----- Provided text

I've done most of the following problem, but I can't seem to get part (d).

Let $G$ be a group of order $pqr$ for primes $p > q > r$. By a counting argument one can see that there is either a normal Sylow $p$-subgroup or a normal Sylow $q$-subgroup (you may assume this). Prove:

(a) $G$ has a normal subgroup $H$ of order $pq$.

(b) Every subgroup of order $p$ or $q$ is contained in $H$.

(c) $G$ has a normal subgroup of order $p$.

(d) $G$ has a subgroup of order $qr$.

----------

_Problems:_
1 – Rewrite the paragraph of the group theory post that begins "Let $G$ be a group of order" more concisely, keeping its main facts.
2 – Reproduce the part of the group theory post starting with "Let $G$ be a" and going on through "of order $qr$.".

----- Supplied entries

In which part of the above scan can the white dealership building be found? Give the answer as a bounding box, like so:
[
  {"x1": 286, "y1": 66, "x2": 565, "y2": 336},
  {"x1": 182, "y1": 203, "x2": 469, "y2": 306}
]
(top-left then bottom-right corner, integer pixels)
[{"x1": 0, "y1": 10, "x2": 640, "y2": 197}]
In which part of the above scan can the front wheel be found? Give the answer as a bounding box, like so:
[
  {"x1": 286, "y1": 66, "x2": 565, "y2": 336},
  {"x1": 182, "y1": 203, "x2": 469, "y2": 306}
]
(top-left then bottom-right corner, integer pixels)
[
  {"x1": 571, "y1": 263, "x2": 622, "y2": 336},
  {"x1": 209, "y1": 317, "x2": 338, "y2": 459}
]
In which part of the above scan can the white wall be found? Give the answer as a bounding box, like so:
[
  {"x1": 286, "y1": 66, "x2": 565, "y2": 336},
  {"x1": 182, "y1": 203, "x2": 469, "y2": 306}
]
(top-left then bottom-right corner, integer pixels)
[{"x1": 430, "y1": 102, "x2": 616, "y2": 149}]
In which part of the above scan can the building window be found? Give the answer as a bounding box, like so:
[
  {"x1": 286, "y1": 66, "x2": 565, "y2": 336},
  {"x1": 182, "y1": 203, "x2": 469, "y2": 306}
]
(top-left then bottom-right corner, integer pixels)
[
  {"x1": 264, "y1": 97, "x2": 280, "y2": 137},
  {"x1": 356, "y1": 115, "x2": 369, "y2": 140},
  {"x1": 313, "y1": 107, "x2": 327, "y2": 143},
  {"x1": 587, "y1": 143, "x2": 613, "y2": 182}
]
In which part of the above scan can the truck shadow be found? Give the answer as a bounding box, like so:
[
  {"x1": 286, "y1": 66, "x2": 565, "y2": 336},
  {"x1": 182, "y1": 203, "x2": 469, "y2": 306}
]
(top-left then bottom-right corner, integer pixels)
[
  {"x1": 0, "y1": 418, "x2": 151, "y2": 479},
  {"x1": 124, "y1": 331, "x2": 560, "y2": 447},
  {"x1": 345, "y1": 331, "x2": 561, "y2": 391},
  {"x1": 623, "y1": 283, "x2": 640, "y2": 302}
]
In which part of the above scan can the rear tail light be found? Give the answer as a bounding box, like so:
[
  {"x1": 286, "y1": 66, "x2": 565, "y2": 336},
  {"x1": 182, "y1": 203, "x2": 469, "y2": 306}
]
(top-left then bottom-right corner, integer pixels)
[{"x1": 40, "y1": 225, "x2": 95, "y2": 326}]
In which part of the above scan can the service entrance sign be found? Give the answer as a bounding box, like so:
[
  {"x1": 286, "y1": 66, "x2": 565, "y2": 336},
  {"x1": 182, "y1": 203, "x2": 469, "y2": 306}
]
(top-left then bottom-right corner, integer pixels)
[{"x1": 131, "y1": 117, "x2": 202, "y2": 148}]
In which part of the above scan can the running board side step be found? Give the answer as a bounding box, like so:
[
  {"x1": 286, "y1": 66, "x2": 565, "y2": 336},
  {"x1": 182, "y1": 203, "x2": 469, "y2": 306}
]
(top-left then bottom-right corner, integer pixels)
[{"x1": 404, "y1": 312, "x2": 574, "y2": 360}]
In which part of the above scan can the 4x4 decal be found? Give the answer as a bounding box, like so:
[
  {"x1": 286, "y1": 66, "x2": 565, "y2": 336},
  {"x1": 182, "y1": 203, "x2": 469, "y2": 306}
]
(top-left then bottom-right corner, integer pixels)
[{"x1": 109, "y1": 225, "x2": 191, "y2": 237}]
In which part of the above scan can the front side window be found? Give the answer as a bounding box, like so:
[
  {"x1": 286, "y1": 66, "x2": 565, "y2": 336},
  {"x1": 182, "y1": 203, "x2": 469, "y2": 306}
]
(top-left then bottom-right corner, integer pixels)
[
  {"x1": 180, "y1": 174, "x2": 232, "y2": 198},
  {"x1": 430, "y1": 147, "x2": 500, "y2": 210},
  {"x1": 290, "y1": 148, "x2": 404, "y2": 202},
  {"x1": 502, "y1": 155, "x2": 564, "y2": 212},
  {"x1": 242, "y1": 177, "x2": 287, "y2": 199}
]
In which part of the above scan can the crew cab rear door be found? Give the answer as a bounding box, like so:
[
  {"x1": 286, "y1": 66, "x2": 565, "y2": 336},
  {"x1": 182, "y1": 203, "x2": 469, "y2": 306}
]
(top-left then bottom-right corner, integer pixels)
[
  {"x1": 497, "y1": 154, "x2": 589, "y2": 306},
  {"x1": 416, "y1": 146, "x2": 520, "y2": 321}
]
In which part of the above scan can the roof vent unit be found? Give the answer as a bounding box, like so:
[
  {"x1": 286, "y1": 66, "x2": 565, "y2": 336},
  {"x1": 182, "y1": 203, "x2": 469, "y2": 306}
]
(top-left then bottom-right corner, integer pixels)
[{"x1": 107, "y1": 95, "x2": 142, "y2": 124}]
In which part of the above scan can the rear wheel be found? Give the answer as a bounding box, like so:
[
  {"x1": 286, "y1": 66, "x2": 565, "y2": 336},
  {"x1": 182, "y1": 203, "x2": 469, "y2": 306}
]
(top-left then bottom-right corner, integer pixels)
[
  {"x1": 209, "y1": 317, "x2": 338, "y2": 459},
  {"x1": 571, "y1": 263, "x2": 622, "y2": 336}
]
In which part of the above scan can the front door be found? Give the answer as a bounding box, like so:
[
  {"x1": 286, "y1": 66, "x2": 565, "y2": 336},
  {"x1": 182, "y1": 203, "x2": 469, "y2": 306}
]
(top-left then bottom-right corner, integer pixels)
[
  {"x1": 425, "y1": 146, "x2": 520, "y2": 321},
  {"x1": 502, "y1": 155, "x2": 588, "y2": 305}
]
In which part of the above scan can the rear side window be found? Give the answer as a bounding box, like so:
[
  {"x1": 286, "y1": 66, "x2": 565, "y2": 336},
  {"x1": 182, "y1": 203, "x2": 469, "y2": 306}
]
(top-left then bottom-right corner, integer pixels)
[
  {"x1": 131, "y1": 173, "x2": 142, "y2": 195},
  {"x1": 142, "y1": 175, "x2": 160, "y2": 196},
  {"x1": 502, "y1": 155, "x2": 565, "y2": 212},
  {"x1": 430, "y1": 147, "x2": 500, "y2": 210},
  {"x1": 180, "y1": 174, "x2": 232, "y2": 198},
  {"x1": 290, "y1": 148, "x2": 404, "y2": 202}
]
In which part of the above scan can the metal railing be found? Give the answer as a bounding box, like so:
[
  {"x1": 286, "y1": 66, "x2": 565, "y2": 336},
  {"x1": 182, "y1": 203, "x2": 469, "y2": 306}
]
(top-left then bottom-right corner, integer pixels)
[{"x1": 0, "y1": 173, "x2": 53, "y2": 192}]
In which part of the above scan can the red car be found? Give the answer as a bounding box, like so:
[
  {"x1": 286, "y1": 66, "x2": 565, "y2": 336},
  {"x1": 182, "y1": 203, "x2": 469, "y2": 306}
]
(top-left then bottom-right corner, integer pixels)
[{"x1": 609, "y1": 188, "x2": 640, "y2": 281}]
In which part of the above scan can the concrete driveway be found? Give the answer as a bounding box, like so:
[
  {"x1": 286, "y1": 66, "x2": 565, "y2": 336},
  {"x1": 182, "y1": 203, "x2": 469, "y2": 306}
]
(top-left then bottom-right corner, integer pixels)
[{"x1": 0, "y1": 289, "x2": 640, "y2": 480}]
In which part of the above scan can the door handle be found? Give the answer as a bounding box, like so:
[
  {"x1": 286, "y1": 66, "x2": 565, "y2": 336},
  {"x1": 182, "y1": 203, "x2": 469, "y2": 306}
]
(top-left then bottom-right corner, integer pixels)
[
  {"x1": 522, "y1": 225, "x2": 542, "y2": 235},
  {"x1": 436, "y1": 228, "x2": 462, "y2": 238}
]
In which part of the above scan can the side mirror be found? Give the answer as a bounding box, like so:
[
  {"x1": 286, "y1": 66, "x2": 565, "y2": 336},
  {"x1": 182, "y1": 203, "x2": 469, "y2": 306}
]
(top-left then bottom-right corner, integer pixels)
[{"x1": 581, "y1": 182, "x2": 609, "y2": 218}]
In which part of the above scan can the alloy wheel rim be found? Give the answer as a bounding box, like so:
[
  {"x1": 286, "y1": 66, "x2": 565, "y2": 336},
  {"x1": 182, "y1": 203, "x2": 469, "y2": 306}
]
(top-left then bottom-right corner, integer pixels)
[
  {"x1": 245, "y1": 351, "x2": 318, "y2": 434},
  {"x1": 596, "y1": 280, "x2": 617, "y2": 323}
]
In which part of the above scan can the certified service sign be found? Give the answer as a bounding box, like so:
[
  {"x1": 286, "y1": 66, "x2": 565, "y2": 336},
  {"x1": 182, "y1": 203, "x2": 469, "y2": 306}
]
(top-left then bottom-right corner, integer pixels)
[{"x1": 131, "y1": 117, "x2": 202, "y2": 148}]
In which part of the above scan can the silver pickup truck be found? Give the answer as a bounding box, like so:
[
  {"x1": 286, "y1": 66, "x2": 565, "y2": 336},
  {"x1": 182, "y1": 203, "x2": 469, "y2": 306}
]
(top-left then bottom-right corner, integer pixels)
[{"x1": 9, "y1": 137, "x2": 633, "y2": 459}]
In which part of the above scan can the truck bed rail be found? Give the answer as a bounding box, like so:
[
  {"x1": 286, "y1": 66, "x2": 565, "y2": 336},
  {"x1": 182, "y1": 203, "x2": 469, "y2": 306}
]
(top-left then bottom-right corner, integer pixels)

----------
----- Supplied entries

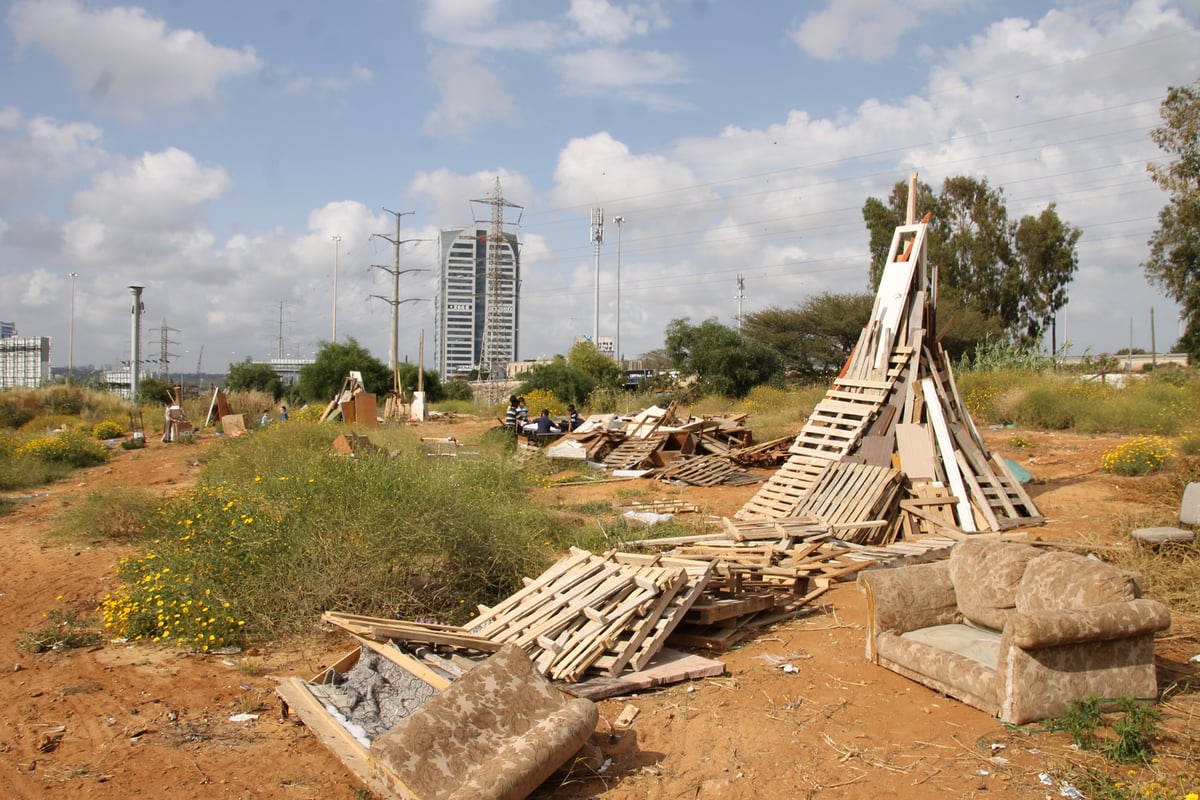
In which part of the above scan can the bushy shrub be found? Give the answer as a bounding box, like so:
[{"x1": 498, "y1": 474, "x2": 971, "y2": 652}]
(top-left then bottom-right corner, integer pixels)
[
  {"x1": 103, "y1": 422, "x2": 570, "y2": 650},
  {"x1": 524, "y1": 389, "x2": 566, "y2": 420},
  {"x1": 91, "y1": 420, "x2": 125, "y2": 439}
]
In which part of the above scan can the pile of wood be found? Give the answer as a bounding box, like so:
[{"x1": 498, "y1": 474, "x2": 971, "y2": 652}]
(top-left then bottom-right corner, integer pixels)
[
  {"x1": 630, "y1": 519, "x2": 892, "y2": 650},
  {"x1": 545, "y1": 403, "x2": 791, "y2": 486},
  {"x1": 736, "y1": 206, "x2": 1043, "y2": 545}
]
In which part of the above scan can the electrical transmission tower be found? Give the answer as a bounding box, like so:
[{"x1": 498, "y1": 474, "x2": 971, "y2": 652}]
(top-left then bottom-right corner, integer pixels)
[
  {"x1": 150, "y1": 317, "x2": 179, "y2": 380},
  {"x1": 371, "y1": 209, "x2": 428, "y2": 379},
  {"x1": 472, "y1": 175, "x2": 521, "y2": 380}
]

----------

_Task-by-task answers:_
1 – For a group $G$ of order $pqr$ with primes $p > q > r$, assume, by a counting argument, that either a Sylow $p$-subgroup or a Sylow $q$-subgroup is normal, and prove the following.

2 –
Let $G$ be a group of order $pqr$ for primes $p > q > r$. By a counting argument one can see that there is either a normal Sylow $p$-subgroup or a normal Sylow $q$-subgroup (you may assume this). Prove:

(a) $G$ has a normal subgroup $H$ of order $pq$.

(b) Every subgroup of order $p$ or $q$ is contained in $H$.

(c) $G$ has a normal subgroup of order $p$.

(d) $G$ has a subgroup of order $qr$.